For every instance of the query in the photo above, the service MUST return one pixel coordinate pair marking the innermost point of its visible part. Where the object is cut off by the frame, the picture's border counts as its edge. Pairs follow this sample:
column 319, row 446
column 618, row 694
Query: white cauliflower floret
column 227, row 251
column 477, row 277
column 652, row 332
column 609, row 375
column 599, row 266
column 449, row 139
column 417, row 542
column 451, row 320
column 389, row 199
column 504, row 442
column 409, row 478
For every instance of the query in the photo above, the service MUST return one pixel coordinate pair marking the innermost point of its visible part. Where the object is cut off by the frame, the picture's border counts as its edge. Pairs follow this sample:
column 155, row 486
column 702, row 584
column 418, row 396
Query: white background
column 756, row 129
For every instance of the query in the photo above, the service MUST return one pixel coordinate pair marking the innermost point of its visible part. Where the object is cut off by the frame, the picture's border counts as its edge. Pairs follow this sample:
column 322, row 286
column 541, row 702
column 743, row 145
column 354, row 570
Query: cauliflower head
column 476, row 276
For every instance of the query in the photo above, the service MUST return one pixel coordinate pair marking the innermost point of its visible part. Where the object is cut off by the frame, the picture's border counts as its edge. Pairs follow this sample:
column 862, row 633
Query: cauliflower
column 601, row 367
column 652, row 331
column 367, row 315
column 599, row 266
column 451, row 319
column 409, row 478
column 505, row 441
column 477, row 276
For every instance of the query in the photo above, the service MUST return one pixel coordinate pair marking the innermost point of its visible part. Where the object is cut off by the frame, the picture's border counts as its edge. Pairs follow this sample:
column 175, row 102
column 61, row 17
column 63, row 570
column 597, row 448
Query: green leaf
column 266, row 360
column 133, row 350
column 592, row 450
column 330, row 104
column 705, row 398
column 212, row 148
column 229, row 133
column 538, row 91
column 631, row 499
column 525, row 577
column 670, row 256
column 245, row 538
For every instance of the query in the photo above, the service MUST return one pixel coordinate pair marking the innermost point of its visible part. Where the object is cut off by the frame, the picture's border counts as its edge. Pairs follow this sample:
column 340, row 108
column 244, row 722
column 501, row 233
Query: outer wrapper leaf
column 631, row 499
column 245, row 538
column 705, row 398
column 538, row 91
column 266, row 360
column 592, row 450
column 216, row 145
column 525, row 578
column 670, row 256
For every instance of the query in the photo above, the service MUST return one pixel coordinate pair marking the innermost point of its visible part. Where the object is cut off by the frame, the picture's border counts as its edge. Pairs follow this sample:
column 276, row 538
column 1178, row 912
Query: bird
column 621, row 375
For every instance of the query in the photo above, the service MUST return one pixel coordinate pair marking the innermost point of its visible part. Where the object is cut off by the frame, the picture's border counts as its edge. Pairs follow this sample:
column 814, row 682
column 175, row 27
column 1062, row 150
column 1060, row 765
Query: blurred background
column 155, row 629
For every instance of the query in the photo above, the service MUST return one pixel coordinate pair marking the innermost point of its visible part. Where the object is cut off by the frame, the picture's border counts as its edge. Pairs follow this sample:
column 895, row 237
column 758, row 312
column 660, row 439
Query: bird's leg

· · · ·

*WORK TO DO*. From the records above, pull out each line in which the word "white" appears.

*REPLY TO THE TASK*.
Query: white cauliflower floret
Query: white background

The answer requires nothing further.